» Quoted text
Noel King
Noel King is a host of Morning Edition and Up First.
Previously, as a correspondent at Planet Money, Noel's reporting centered on economic questions that don't have simple answers. Her stories have explored what is owed to victims of police brutality who were coerced into false confessions, how institutions that benefited from slavery are atoning to the descendants of enslaved Americans, and why a giant Chinese conglomerate invested millions of dollars in her small, rural hometown. Her favorite part of the job is finding complex, and often conflicted, people at the center of these stories.
Noel has also served as a fill-in host for Weekend All Things Considered and 1A from NPR Member station WAMU.
Before coming to NPR, she was a senior reporter and fill-in host for Marketplace. At Marketplace, she investigated the causes and consequences of inequality. She spent five months embedded in a pop-up news bureau examining gentrification in an L.A. neighborhood, listened in as low-income and wealthy residents of a single street in New Orleans negotiated the best way to live side-by-side, and wandered through Baltimore in search of the legacy of a $100 million federal job-creation effort.

» Listing
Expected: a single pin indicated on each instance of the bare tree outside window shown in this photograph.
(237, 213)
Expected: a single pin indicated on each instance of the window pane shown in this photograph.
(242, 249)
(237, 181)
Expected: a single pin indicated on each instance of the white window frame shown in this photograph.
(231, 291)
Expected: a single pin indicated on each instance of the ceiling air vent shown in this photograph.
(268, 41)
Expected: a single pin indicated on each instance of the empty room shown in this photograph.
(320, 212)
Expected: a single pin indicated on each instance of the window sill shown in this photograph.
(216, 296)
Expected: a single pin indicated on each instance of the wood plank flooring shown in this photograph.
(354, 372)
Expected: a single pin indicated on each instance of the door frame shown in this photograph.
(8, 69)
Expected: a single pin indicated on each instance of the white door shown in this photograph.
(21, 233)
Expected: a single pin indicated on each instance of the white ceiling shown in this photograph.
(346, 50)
...
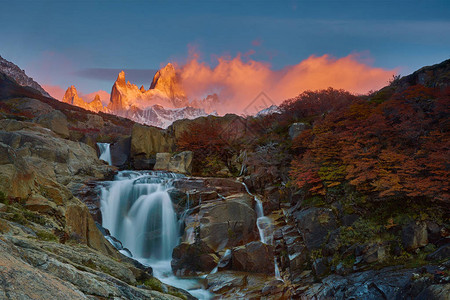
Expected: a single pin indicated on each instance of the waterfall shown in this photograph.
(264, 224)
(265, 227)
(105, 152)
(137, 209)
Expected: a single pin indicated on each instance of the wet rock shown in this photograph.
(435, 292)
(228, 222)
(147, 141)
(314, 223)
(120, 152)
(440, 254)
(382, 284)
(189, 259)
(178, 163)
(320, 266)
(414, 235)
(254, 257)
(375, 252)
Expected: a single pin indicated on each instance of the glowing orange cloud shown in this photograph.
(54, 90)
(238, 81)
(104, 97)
---
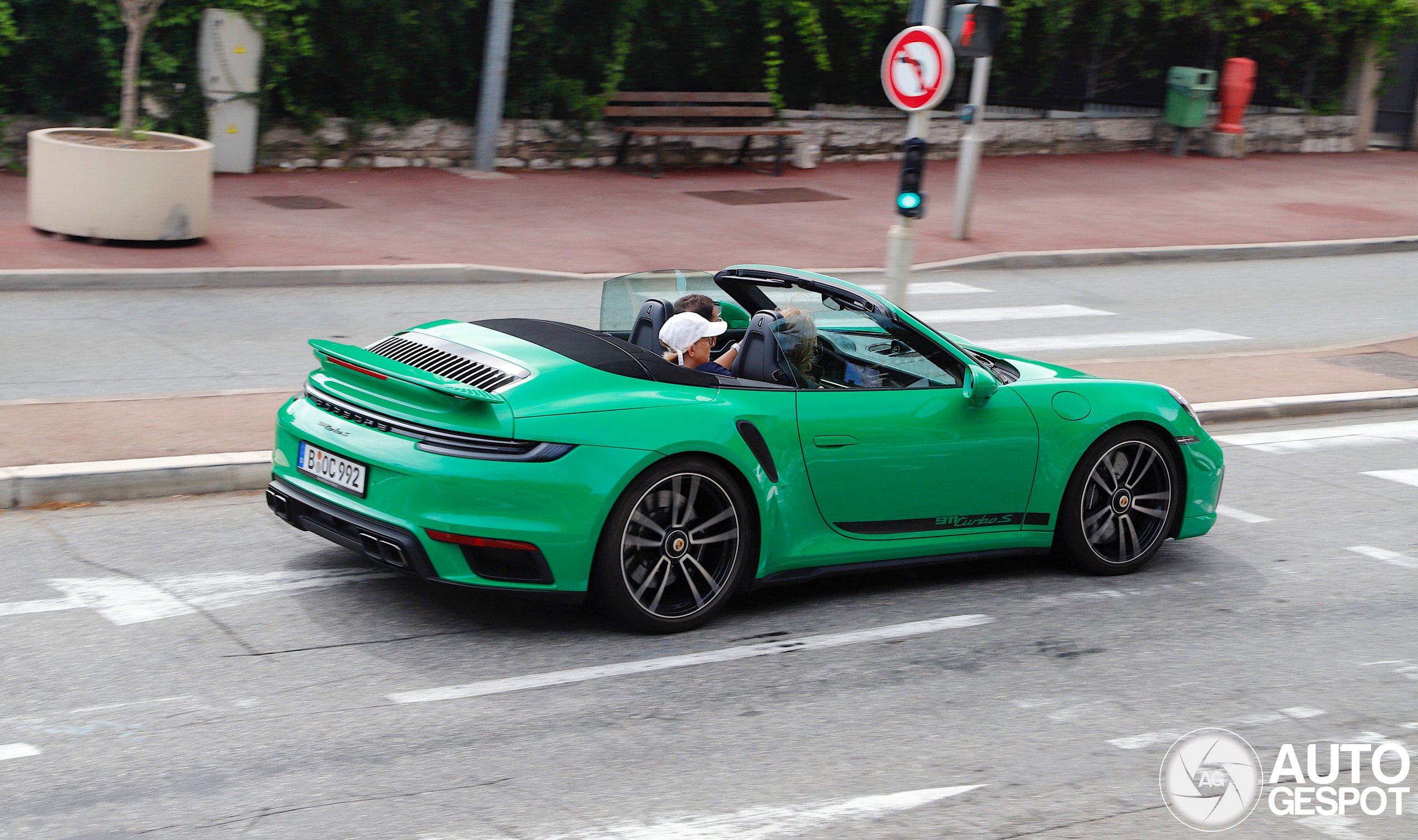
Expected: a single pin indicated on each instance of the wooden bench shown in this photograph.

» Exercise instructions
1. Using the Noel King profile, answer the following questions:
(a) Which two programs does she currently host?
(b) How many months did she spend embedded in the pop-up news bureau in L.A.?
(c) How much money was the federal job-creation effort in Baltimore worth?
2. According to the Noel King profile, on which shows has she been a host or a fill-in host? List every one.
3. Extend the Noel King profile with a few more sentences, picking up right after its final sentence.

» Outputs in order
1.
(a) Morning Edition and Up First
(b) Five months
(c) $100 million

2.
Morning Edition
Up First
Weekend All Things Considered
1A
Marketplace

3.
Noel got her start in radio when she moved to Sudan a few months after graduating from college, at the height of the Darfur conflict. From 2004 to 2007, she was a freelancer for Voice of America based in Khartoum. Her reporting took her to the far reaches of the divided country. From 2007 - 2008, she was based in Kigali, covering Rwanda's economic and social transformation, and entrenched conflicts in the the Democratic Republic of Congo. From 2011 to 2013, she was based in Cairo, reporting on Egypt's uprising and its aftermath for PRI's The World, the CBC, and the BBC.
Noel was part of the team that launched The Takeaway, a live news show from WNYC and PRI. During her tenure as managing producer, the show's coverage of race in America won an RTDNA UNITY Award. She also served as a fill-in host of the program.
She graduated from Brown University with a degree in American Civilization, and is a proud native of Kerhonkson, NY.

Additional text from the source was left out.